#### TASK DIRECTIONS
Reproduce verbatim the lines of the items below, starting at the line containing "If you could tag each instance of the insect wing" and ending at the line containing "Target: small leaf.", both lines included.

#### MATERIAL SUPPLIED
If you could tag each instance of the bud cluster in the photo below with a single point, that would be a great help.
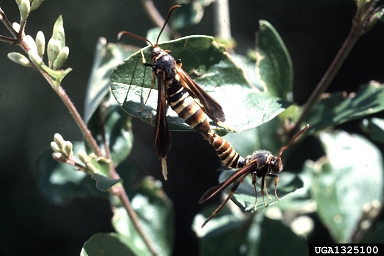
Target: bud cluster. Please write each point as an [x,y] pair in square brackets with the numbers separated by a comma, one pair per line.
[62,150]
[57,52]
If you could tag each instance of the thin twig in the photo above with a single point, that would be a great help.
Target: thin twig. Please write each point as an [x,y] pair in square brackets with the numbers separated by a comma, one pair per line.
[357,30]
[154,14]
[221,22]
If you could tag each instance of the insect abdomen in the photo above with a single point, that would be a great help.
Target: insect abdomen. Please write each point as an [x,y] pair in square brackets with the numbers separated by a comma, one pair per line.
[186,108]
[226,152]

* * *

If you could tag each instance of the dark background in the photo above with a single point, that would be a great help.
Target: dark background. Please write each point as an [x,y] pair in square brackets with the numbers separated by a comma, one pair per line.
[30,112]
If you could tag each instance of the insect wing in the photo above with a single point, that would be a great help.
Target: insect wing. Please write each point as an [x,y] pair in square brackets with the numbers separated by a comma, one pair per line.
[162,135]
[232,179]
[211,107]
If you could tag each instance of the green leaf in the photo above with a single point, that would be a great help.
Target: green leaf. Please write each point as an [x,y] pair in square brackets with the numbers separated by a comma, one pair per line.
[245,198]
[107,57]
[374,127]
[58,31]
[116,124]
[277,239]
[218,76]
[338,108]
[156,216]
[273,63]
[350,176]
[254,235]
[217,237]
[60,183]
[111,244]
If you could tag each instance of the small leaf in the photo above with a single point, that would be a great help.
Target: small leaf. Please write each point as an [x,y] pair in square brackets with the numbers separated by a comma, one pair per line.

==

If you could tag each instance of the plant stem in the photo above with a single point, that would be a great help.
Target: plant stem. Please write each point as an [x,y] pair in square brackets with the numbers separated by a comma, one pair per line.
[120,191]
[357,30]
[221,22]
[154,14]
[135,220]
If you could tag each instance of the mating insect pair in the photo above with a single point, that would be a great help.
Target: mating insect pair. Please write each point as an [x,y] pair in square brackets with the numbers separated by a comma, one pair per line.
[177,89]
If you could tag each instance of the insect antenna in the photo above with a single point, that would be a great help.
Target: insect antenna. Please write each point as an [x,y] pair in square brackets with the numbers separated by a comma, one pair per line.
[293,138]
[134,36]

#### RESPONSE
If you could tag each instance of the insect wing in the photo above with a single point, that would be a great help.
Target: insect wing. Please write each point as an [x,y] pair in square brackets with the numbers separated by a comma, one pair per line.
[162,135]
[232,179]
[211,107]
If you could tag each instance of the green leaf in the photo above with a single point, that would be a great help.
Target: green leaf. Please write each point as an [x,y] pair in square brackets with the numbers separated by a comma, one pair per line.
[245,198]
[107,57]
[374,127]
[58,31]
[116,124]
[277,239]
[218,76]
[338,108]
[156,216]
[273,63]
[350,176]
[254,235]
[217,237]
[60,183]
[111,244]
If you could tag each instance of the small leaf in the photo above with a single point, that would be a great help.
Target: small leaf. Please write each point as an [x,y] pair in square brackets with the numbers separated by a comma, one pair per line.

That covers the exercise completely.